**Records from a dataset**

■ ■ ■ ■

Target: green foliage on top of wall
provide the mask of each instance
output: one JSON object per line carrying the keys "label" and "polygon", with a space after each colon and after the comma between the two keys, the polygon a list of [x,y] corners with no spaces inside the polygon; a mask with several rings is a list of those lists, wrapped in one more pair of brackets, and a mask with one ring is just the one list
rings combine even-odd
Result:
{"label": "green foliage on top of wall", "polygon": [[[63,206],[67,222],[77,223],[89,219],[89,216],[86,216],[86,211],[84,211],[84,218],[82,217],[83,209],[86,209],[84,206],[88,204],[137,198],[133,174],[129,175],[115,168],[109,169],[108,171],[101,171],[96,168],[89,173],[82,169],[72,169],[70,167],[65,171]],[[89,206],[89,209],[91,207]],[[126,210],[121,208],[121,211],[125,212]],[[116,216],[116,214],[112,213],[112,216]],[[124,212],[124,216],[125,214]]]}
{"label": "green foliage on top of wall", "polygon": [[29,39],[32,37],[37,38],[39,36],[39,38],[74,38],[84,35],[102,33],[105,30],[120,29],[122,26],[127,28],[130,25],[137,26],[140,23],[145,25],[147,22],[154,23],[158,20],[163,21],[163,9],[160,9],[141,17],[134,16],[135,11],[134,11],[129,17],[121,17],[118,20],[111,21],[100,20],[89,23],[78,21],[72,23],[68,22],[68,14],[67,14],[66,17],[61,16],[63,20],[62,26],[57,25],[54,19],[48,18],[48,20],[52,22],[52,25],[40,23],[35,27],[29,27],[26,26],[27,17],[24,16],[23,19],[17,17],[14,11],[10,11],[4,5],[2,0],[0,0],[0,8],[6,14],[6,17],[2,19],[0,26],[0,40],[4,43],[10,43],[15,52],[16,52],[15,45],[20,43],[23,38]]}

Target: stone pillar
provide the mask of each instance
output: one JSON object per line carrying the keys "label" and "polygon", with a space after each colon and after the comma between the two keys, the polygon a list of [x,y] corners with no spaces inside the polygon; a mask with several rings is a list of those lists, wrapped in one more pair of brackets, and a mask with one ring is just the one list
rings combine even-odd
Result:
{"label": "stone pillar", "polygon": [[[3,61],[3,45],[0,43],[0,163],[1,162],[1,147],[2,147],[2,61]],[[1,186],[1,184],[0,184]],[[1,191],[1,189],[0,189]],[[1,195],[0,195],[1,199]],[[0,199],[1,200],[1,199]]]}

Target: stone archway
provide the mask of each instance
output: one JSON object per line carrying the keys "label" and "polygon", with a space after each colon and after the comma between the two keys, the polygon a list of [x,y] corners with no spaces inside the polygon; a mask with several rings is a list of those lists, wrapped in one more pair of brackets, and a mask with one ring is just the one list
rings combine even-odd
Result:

■ ■ ■ ■

**Task statement**
Retype the listing above in full, with no alterations.

**Written response**
Target: green foliage on top of wall
provide the mask of each instance
output: one JSON object per line carrying the keys "label" and "polygon", with a space after each colon and after the comma between the two keys, the polygon a list of [x,y] corners with no spaces inside the polygon; a mask with several rings is a list of those lists, wrapped in one more pair of brackets, and a mask with one ring is just the one list
rings combine even-odd
Result:
{"label": "green foliage on top of wall", "polygon": [[[63,206],[67,222],[77,223],[89,219],[89,216],[86,216],[86,211],[84,211],[84,218],[82,217],[83,209],[86,209],[84,206],[88,204],[137,198],[133,174],[129,175],[115,168],[109,169],[108,171],[101,171],[96,168],[89,173],[82,169],[72,169],[70,167],[65,171]],[[89,206],[89,209],[91,207]],[[126,210],[121,208],[121,211],[125,212]],[[116,216],[116,214],[112,213],[112,216]],[[124,212],[124,216],[125,214]]]}
{"label": "green foliage on top of wall", "polygon": [[29,39],[32,37],[37,38],[39,36],[39,38],[74,38],[84,35],[102,33],[105,30],[120,29],[122,26],[127,28],[130,25],[137,26],[140,23],[145,25],[147,22],[154,23],[158,20],[163,21],[163,9],[160,9],[141,17],[134,16],[135,11],[134,11],[129,17],[121,17],[118,20],[111,21],[100,20],[89,23],[78,21],[72,23],[68,22],[68,14],[67,14],[66,17],[61,16],[63,20],[62,26],[57,25],[54,19],[48,18],[48,20],[52,22],[52,25],[40,23],[35,27],[29,27],[26,26],[27,17],[24,16],[23,19],[17,17],[14,11],[10,11],[4,5],[2,0],[0,0],[0,8],[6,14],[6,17],[2,19],[0,26],[0,40],[4,43],[10,43],[15,52],[16,52],[15,45],[20,43],[23,38]]}

Target: stone pillar
provide the mask of each instance
output: one JSON object per line carrying the keys "label" and "polygon", with a space after each colon and after the comma between the two keys, the polygon a list of [x,y] corners with no spaces inside the polygon; a mask with several rings is a list of those lists, wrapped in one more pair of brackets, and a mask with one ring is just the one list
rings combine even-odd
Result:
{"label": "stone pillar", "polygon": [[[3,61],[3,45],[0,43],[0,163],[1,162],[1,147],[2,147],[2,61]],[[1,186],[1,184],[0,184]],[[1,191],[1,189],[0,189]],[[1,195],[0,195],[1,199]],[[0,199],[1,200],[1,199]]]}

Target: stone archway
provide the mask of each instance
output: one JSON object per line carrying the keys "label" and "polygon", with a space after each colon and after the comma between the two keys, the polygon a list of [x,y] corners with no spaces inside the polygon; a mask with several rings is a list of those lists, wrapped in one more pair of brackets, and a mask with one ring is just the one list
rings combine even-odd
Result:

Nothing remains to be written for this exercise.